_Exercise objective_
Set down, word for word, every line of the listing below, starting with the one that contains "A point falls on each instance of the car side" and ending with the final line. Include nothing else.

_Data to use_
========================================================================

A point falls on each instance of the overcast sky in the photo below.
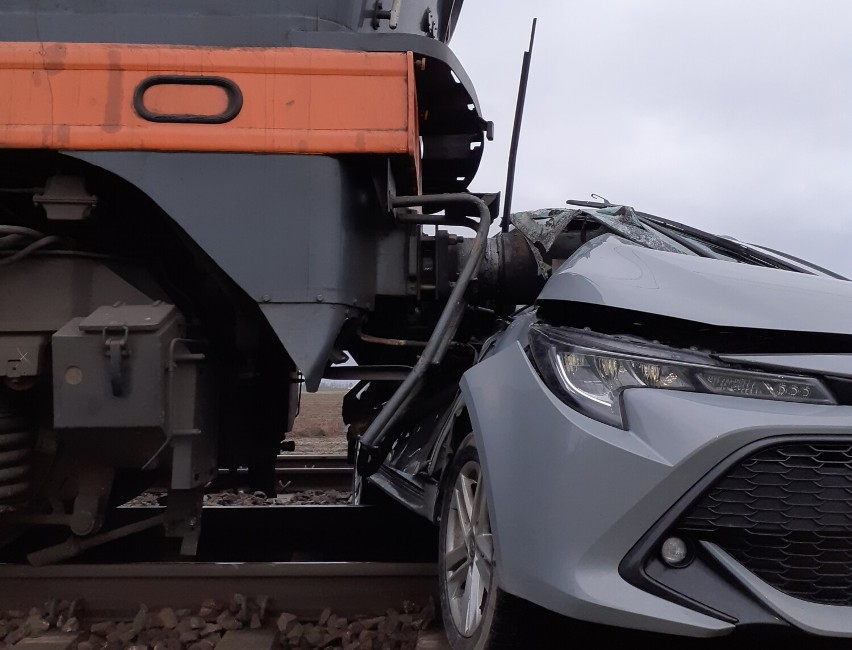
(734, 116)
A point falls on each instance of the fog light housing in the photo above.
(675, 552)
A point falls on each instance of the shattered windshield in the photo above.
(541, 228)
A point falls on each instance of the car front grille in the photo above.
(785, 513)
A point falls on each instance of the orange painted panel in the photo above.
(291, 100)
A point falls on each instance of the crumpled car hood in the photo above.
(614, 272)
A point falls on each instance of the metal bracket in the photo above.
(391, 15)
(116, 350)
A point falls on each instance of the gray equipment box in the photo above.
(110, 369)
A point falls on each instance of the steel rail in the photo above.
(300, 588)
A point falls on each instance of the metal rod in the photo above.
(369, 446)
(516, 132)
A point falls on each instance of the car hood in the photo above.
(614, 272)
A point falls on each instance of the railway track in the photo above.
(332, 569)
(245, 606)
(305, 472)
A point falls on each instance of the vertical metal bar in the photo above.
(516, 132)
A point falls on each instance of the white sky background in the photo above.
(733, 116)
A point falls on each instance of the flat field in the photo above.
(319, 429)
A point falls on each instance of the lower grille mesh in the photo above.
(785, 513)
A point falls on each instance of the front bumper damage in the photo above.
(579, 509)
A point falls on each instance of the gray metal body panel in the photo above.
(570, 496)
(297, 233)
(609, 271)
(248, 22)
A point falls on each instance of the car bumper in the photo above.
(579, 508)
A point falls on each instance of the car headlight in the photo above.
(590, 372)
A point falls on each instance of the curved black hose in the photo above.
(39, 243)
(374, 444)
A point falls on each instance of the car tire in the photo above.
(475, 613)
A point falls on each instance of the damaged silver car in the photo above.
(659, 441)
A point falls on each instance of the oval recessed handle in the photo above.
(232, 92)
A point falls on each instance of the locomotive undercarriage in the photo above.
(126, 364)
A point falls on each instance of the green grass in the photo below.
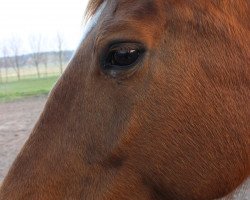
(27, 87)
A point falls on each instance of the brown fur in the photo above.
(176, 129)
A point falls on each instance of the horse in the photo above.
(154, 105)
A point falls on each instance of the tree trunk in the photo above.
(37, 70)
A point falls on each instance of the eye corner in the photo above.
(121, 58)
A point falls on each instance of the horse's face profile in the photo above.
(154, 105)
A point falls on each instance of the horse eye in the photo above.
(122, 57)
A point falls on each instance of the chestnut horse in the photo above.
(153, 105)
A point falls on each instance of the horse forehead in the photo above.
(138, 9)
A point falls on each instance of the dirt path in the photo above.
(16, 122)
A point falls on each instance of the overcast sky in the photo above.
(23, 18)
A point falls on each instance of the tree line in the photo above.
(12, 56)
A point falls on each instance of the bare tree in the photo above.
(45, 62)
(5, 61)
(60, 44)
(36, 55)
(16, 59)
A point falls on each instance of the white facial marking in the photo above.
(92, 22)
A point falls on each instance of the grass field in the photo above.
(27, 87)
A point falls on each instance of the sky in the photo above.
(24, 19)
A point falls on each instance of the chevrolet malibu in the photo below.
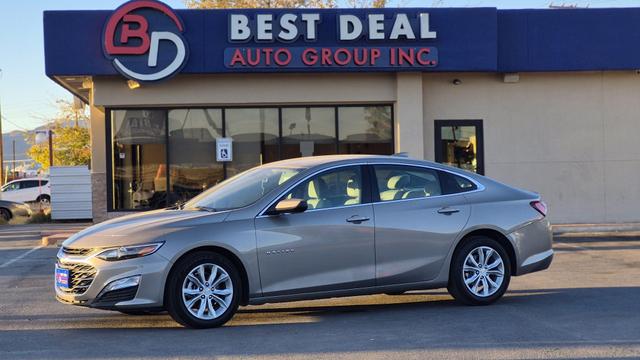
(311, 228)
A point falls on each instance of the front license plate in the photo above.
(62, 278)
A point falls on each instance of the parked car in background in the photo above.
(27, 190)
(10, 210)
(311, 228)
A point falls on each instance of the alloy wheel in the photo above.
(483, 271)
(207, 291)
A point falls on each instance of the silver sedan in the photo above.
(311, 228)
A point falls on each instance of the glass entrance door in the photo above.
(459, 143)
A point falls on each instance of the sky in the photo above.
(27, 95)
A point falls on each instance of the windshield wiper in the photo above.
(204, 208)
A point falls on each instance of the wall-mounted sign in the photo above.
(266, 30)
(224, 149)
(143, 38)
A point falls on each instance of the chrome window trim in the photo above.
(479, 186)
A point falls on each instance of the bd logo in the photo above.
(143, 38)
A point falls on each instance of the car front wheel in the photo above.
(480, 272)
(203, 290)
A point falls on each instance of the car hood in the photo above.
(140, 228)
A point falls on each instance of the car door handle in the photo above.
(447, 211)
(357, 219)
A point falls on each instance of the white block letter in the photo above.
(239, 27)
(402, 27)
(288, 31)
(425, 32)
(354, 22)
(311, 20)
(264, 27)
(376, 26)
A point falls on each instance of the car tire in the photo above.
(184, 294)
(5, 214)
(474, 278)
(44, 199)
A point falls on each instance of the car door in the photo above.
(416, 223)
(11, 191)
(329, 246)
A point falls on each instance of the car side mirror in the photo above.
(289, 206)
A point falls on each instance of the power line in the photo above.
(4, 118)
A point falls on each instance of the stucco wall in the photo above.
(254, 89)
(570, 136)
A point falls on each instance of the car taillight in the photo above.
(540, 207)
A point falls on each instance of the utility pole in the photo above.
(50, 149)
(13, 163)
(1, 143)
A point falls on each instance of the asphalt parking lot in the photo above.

========================================================================

_Answer box_
A point falls on each instance of the car side mirror in the photo above.
(289, 206)
A point falls on each instance of the power line in the photo above.
(4, 118)
A point falls on each instance of the stucco wall in the photo above.
(254, 89)
(570, 136)
A point falls on each instance of the car taillight in the photo above.
(540, 207)
A point falls on each instance of the utility pole in the photo above.
(50, 149)
(13, 163)
(1, 143)
A point falls on each instance of the asphalt parking lot in the photo above.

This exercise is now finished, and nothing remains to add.